RECORD EXCERPTS:
.....

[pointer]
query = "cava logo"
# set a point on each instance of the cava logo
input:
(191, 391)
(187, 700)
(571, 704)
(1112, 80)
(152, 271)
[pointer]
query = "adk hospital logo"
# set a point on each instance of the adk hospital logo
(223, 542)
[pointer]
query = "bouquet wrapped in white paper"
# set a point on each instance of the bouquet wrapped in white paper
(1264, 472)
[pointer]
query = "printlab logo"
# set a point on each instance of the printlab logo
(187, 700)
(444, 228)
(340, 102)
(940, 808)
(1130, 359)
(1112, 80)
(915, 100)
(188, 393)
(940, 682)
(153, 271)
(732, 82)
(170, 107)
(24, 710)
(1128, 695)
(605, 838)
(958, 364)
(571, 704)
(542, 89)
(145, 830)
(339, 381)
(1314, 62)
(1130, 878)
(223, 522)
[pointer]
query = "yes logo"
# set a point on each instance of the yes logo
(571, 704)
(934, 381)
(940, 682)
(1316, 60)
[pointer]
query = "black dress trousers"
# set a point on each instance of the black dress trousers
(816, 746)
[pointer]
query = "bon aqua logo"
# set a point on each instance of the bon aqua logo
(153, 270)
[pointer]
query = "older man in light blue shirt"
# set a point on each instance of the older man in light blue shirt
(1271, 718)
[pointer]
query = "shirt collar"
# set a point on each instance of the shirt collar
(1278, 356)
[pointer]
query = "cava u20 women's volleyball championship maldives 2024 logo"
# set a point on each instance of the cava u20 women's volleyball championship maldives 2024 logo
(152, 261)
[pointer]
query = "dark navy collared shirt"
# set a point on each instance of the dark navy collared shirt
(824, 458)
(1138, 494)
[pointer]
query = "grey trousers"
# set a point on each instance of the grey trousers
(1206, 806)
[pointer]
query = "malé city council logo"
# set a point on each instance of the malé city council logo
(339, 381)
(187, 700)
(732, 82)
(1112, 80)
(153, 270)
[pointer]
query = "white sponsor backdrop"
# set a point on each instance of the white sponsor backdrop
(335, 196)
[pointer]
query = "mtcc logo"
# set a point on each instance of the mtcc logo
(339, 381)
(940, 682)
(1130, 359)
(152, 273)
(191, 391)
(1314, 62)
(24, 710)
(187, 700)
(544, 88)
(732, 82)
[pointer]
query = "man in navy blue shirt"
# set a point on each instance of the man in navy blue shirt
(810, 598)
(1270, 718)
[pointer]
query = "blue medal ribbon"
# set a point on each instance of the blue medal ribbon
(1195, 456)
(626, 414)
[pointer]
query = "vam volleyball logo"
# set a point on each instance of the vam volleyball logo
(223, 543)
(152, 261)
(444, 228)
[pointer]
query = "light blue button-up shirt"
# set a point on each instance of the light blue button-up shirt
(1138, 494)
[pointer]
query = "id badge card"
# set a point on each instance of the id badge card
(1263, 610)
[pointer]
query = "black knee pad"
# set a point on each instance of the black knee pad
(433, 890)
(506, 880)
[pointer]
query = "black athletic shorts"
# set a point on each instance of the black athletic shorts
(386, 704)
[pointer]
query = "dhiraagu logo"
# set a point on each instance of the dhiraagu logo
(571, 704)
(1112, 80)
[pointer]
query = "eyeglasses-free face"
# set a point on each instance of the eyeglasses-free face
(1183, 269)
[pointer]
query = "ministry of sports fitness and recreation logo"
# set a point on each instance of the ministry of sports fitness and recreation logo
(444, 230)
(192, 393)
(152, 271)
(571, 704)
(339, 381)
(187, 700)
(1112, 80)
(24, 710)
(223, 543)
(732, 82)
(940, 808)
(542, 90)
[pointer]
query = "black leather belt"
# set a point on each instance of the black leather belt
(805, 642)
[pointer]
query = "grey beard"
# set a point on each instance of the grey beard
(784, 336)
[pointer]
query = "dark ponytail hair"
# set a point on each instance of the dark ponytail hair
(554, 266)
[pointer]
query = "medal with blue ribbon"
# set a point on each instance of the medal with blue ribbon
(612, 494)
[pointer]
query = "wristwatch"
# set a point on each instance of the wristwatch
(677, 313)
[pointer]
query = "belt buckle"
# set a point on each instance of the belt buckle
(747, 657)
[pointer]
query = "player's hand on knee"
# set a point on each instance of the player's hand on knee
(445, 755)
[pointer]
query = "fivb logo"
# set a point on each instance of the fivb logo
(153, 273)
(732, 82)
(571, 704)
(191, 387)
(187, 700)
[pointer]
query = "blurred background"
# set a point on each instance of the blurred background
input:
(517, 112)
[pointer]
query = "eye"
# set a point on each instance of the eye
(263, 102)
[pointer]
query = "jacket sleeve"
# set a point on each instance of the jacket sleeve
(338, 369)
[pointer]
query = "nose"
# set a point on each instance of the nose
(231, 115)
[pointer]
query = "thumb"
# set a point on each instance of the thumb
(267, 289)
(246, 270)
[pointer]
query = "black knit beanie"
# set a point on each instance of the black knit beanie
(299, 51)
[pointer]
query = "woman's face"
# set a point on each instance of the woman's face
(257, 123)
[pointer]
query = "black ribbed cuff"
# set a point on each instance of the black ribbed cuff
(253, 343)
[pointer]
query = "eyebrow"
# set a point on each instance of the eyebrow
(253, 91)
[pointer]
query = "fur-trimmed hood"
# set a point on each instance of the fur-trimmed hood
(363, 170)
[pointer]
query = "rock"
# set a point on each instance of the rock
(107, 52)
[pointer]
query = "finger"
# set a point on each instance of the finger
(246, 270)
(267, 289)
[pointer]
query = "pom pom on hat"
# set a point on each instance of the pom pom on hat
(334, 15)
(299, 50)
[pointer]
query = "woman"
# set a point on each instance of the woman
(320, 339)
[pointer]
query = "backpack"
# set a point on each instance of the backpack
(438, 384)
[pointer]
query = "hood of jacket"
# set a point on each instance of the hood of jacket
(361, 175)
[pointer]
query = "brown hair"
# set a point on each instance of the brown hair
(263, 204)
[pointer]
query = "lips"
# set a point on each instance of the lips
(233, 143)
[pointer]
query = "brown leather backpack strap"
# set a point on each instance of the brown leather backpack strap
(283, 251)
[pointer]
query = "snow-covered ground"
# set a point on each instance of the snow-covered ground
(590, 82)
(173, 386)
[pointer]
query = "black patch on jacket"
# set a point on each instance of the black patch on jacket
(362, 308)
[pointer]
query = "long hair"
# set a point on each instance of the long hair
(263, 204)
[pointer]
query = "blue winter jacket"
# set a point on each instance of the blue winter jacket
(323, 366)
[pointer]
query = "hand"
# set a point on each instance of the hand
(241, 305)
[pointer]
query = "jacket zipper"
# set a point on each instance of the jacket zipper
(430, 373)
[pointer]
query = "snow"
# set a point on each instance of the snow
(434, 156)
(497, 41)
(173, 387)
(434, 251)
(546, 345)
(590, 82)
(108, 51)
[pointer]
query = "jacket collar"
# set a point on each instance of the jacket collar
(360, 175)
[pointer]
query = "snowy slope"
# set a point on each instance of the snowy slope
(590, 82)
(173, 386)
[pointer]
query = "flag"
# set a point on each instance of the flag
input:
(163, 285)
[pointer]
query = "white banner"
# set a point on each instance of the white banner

.....

TASK OBJECTIVE: Please repeat the material above, word for word and in full.

CORRECT OUTPUT:
[pointer]
query = "cava logo"
# set a point on each instance of the cava logo
input:
(191, 391)
(187, 700)
(571, 704)
(1112, 80)
(152, 271)
[pointer]
query = "adk hospital logo"
# set a point on each instance of the adk hospital logo
(223, 542)
[pointer]
query = "bouquet wrapped in white paper"
# set a point on each instance of the bouquet wrapped in white paper
(1264, 472)
[pointer]
query = "printlab logo"
# set a point on each instance of the printlab logo
(187, 700)
(444, 228)
(340, 102)
(940, 808)
(1130, 359)
(1112, 80)
(915, 100)
(188, 393)
(940, 682)
(153, 271)
(732, 82)
(170, 107)
(24, 710)
(1128, 695)
(605, 838)
(958, 364)
(571, 704)
(542, 89)
(145, 830)
(339, 381)
(1314, 62)
(1130, 878)
(223, 522)
[pointer]
query = "yes logo"
# set a point on each instance of the yes logo
(571, 704)
(934, 381)
(940, 682)
(1316, 60)
[pointer]
query = "black dress trousers"
# set a point on each instance of the black dress trousers
(816, 746)
[pointer]
query = "bon aqua logo"
# set a point on each instance of the bon aqua logo
(153, 270)
[pointer]
query = "older man in light blue shirt"
# set a point on each instance of the older man in light blue shirt
(1271, 718)
[pointer]
query = "shirt collar"
# set a point on each instance of the shirt collar
(1278, 356)
[pointer]
query = "cava u20 women's volleyball championship maldives 2024 logo"
# set a point on each instance of the cava u20 women's volleyball championship maldives 2024 logo
(152, 261)
[pointer]
query = "dark navy collared shirt"
# set a point on each instance of the dark navy collared shirt
(824, 458)
(1138, 494)
[pointer]
query = "grey trousers"
# set a point on each instance of the grey trousers
(1206, 806)
[pointer]
query = "malé city council logo"
# set a point on each instance of the malé city council logo
(339, 381)
(187, 700)
(732, 82)
(1112, 80)
(153, 270)
[pointer]
query = "white sponsor backdrop"
# set a point on each instance of the white sponsor backdrop
(335, 196)
[pointer]
query = "mtcc logo"
# set a point on each instance of the mtcc logo
(339, 381)
(940, 682)
(1130, 359)
(152, 273)
(191, 391)
(1314, 62)
(24, 710)
(187, 700)
(544, 88)
(732, 82)
[pointer]
query = "man in navy blue shirt"
# set a point on each instance of the man in navy blue shirt
(810, 598)
(1270, 718)
[pointer]
query = "blue medal ribbon"
# set a point on each instance of the blue medal ribbon
(1195, 456)
(626, 414)
[pointer]
query = "vam volleyball logo"
# set a point on each instance of the vam volleyball logo
(223, 543)
(152, 261)
(444, 228)
[pointer]
query = "light blue button-up shirt"
# set a point on each instance of the light blue button-up shirt
(1138, 494)
[pointer]
query = "id badge card"
# set a point on each instance of the id badge card
(1263, 610)
[pointer]
query = "black knee pad"
# set a point on each instance of the black knee pad
(433, 890)
(506, 880)
[pointer]
query = "black athletic shorts"
# set a point on each instance of the black athletic shorts
(386, 704)
[pointer]
query = "dhiraagu logo"
# set a point on each instance of the dhiraagu logo
(571, 704)
(1112, 80)
[pointer]
query = "eyeglasses-free face"
# set a point on each instance of the eyeglasses-free face
(1183, 269)
[pointer]
query = "ministry of sports fitness and recreation logo"
# set a point on each instance of the ministry of sports fitness and recreation logo
(444, 230)
(192, 393)
(152, 271)
(571, 704)
(339, 381)
(187, 700)
(1112, 80)
(24, 710)
(223, 543)
(732, 82)
(940, 808)
(542, 90)
[pointer]
query = "black leather belt"
# set a point on each instance of the black leather belt
(805, 642)
[pointer]
query = "grey beard"
# set a point on each instance of the grey beard
(784, 336)
[pointer]
query = "dark ponytail hair"
# set a point on each instance of the dark ponytail hair
(554, 266)
[pointer]
query = "medal with blue ribbon"
# set a point on each instance of the medal with blue ribbon
(612, 494)
[pointer]
query = "wristwatch"
# set a point on each instance of the wristwatch
(677, 313)
[pointer]
query = "belt buckle"
# set a point on each instance of the belt buckle
(747, 657)
[pointer]
query = "player's hand on knee"
# set a point on each instance of the player's hand on knee
(445, 755)
[pointer]
query = "fivb logo"
# set a point on each instance of the fivb logo
(153, 273)
(732, 82)
(571, 704)
(191, 387)
(187, 700)
[pointer]
query = "blurred background"
# set a point on each instance of the blurred background
input:
(517, 112)
[pointer]
query = "eye"
# set a point on each instance of the eye
(263, 102)
[pointer]
query = "jacket sleeve"
# set a point on each instance of the jacket sleeve
(338, 369)
[pointer]
query = "nose"
# set a point on each instance of the nose
(231, 115)
[pointer]
query = "thumb"
# set a point on each instance of the thumb
(267, 289)
(246, 270)
[pointer]
query = "black knit beanie"
# set a point on each instance of the black knit beanie
(299, 51)
[pointer]
query = "woman's face"
# set a point on each instance of the woman's face
(257, 123)
[pointer]
query = "black ribbed cuff"
# set a point on each instance of the black ribbed cuff
(253, 343)
[pointer]
query = "eyebrow"
# set a point on each instance of the eyebrow
(253, 91)
[pointer]
query = "fur-trimmed hood"
# set a point on each instance of the fur-trimmed hood
(363, 170)
[pointer]
query = "rock"
# set a point on each instance of the rock
(107, 52)
[pointer]
query = "finger"
# set a point on each instance of the finger
(246, 270)
(267, 289)
[pointer]
query = "pom pom on hat"
# set a point on each instance of the pom pom on hat
(334, 15)
(299, 50)
[pointer]
query = "woman"
# set a point on each instance of the woman
(320, 339)
[pointer]
query = "backpack"
# set a point on each instance of the backpack
(438, 384)
[pointer]
query = "hood of jacket"
# set a point on each instance of the hood of jacket
(361, 175)
[pointer]
query = "brown hair"
# set a point on each instance of the brown hair
(263, 204)
[pointer]
query = "lips"
# set a point on each instance of the lips
(233, 143)
[pointer]
query = "brown leather backpack strap"
# set a point on each instance of the brown leather backpack strap
(283, 251)
[pointer]
query = "snow-covered ground"
# set a point on each instance of the snow-covered ground
(590, 82)
(173, 386)
[pointer]
query = "black patch on jacket"
# set a point on each instance of the black patch on jacket
(362, 308)
[pointer]
query = "long hair"
# set a point on each instance of the long hair
(263, 204)
[pointer]
query = "blue winter jacket"
# set a point on each instance of the blue winter jacket
(323, 366)
[pointer]
query = "hand"
# set a point on each instance of the hand
(241, 305)
[pointer]
query = "jacket zipper"
# set a point on each instance of the jacket zipper
(430, 373)
[pointer]
query = "snow"
# set a point on each instance of the snow
(434, 156)
(497, 41)
(173, 387)
(434, 251)
(546, 345)
(590, 82)
(108, 51)
[pointer]
query = "jacket collar"
# set a point on each instance of the jacket collar
(360, 175)
[pointer]
query = "snowy slope"
# set a point on each instance of the snowy slope
(590, 82)
(173, 386)
[pointer]
query = "flag"
# set a point on each instance of the flag
input:
(163, 285)
[pointer]
query = "white banner"
# set a point on each instance of the white banner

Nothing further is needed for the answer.